EXERCISE PROMPT — Reproduce the data that follows precisely.

──────── SOURCE MATERIAL

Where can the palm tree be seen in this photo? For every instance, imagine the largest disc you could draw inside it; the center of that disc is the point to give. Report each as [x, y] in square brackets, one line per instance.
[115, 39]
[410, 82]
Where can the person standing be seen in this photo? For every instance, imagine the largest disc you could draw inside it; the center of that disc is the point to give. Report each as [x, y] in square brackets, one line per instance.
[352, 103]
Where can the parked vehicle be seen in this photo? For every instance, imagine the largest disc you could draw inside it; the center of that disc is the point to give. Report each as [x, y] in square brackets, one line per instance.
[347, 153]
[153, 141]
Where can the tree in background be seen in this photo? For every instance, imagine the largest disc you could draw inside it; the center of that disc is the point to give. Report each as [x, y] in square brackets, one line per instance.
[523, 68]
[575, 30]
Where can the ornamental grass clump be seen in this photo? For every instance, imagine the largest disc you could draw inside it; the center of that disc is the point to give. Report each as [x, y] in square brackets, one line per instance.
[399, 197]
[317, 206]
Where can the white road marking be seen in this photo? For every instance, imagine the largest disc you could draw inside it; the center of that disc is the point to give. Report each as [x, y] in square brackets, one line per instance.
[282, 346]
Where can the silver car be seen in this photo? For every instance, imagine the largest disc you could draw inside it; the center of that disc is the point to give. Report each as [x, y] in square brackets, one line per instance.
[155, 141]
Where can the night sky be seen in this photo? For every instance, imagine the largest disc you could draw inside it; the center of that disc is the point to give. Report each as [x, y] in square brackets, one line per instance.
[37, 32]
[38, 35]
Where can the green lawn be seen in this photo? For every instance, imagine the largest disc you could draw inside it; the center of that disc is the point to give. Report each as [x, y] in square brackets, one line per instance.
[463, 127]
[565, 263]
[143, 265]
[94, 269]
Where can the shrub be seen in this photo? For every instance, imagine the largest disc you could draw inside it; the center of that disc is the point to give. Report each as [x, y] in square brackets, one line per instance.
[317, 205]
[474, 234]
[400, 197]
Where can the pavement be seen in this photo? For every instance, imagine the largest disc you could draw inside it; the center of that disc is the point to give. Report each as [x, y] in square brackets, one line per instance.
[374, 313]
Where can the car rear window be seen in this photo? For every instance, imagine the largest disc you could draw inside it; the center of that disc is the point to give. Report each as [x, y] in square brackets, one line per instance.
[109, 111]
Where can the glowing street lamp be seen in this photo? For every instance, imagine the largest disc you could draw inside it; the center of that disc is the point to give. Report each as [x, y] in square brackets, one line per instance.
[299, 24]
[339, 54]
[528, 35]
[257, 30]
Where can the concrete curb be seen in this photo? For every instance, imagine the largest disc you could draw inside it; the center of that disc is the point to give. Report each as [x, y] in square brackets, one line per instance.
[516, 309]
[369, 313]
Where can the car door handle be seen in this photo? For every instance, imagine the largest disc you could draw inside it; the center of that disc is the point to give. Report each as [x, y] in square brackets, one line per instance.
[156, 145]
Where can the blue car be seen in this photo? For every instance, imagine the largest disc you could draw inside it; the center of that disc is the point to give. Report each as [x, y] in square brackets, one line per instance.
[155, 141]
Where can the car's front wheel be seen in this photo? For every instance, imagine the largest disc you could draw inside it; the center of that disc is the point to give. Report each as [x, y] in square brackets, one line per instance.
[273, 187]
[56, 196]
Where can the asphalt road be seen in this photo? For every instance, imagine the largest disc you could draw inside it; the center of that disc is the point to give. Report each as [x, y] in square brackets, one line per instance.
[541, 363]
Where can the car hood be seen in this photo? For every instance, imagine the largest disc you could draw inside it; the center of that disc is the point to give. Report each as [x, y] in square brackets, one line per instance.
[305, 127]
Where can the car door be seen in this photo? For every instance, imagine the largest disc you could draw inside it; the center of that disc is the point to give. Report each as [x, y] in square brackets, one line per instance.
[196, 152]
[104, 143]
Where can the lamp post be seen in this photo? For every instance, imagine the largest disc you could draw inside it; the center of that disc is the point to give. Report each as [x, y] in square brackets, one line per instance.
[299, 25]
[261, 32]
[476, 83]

────────────────

ANSWER FOR THIS EXERCISE —
Where can the palm tree be seen in this photo? For every instance, imagine the largest disc you could draw inside it; the center of that disc is the point to give. Report each as [x, y] in square brackets, one line per instance.
[115, 39]
[410, 82]
Where can the person standing be seen in this photo? For every instance, imagine the largest disc you could draw inside it; the center of that disc is the point to give. Report each as [x, y] in square brackets, one line per instance.
[352, 103]
Where can the parked vehicle be seen in this photo? For every instance, imagine the largest disc you could draw inside it; the center of that disc is the point to give. Report each as [x, y] in square brackets, one line per instance.
[347, 153]
[153, 141]
Where can the tree in background be seen in this photo? For every instance, imagine the largest disc you could draw inside it; the center of that disc is the point to give. Report each as [x, y] in square brackets, one line per instance.
[523, 68]
[575, 30]
Where can the ornamental grass clump be seen in this photo? For every instance, imagine the largest disc you could draw inside it; the center of that disc is the point to give. Report each as [x, y] in square brackets, one line per instance.
[399, 197]
[317, 206]
Where can the white road marking be seen in this photo? For every instance, imagine the largest disc you could draw inside it; the center of that disc is the point to give. Report each as [x, y] in square brackets, one line per instance.
[282, 346]
Where can the silver car be seen in this photo? For every instance, imagine the largest disc you could draw inside it; the center of that disc is the point to give. Report each as [x, y] in square brackets, one line per instance.
[155, 141]
Where can the night sky be seen in this photo? For every instance, imagine the largest disc you could draw inside it; the center of that disc is the point to give. Report each as [x, y] in square brackets, one line per instance.
[37, 32]
[38, 35]
Where can the green lawn be seen in this photo? For every instance, imagine the largest disc you could draw inside it; the center of that disc is the point to give. Report each as [x, y] in square brackets, one line per instance.
[463, 127]
[565, 263]
[143, 265]
[94, 269]
Where can the shrub be seen in this photo? For every instance, imagine the largest disc you could draw inside it; the center of that disc is the point to give. Report each as [x, y] in square brackets, one line per instance.
[317, 205]
[474, 234]
[400, 197]
Where can the pavement be seen in this photo? For every instance, imagine the largest disc you could draw inside it; the center of that disc is the point to give. Report each as [x, y] in square brackets, one line per instance.
[374, 313]
Where can the car rear window be seen in this photo? For every instance, imagine the largest disc you could draw inside it; the center of that disc is the point to give. Report each as [x, y] in square brackets, one line per instance.
[109, 111]
Where can the glowing street lamp be seen in this photo? For every instance, imagine the largest disc you could draw inside it; the center of that disc is the point to give. Report each as [x, y] in square brackets, one line per instance.
[299, 24]
[339, 54]
[528, 35]
[257, 30]
Where can the concrete curb be seen in this photo? For every instance, imagine the largest disc you could draw inside it; the center of that disc is the point to give. Report each as [x, y] in square brackets, one line per instance.
[516, 309]
[369, 313]
Where can the car door handle be seen in this photo? For every instance, imagine the largest disc you could draw inside it; the center of that disc is the point to give. Report each as [x, y] in square brackets, one line per instance.
[156, 145]
Where can the blue car be seen in this photo? For every instance, imagine the largest disc you could draw inside it; the center of that disc is the point to give. Report each as [x, y] in square brackets, one line per instance.
[155, 141]
Where can the car's front wheel be seen in this photo? For every instance, imagine the largest disc you could draw inside it; the center of that disc is the point to give. Report each as [x, y] in square brackets, one line per instance.
[273, 187]
[56, 196]
Where can the asphalt road be seen in this photo? For every instance, imagine the largest disc you could draw inside it; the center of that disc is the point to give. Report each as [x, y] in square brackets, one line per instance.
[541, 363]
Where can the car hood be seen in this photo? For every instance, imagine the largest disc you could draw inside it; the center of that disc is the point to give. Report each as [x, y] in square brackets, one line per instance.
[305, 127]
Where can the car door be seen in this photo? For every instance, imagine the largest disc you could draw inside it; the center of that disc is the point to give. Report each as [x, y] in square brackets, one line per instance.
[196, 152]
[104, 143]
Where can the lamp post be seen in this photo? For every instance, imagine the largest disc you could draw inside it; the center of that disc is the point to give. Report each as [x, y] in square brackets, one line per instance.
[299, 25]
[261, 32]
[476, 83]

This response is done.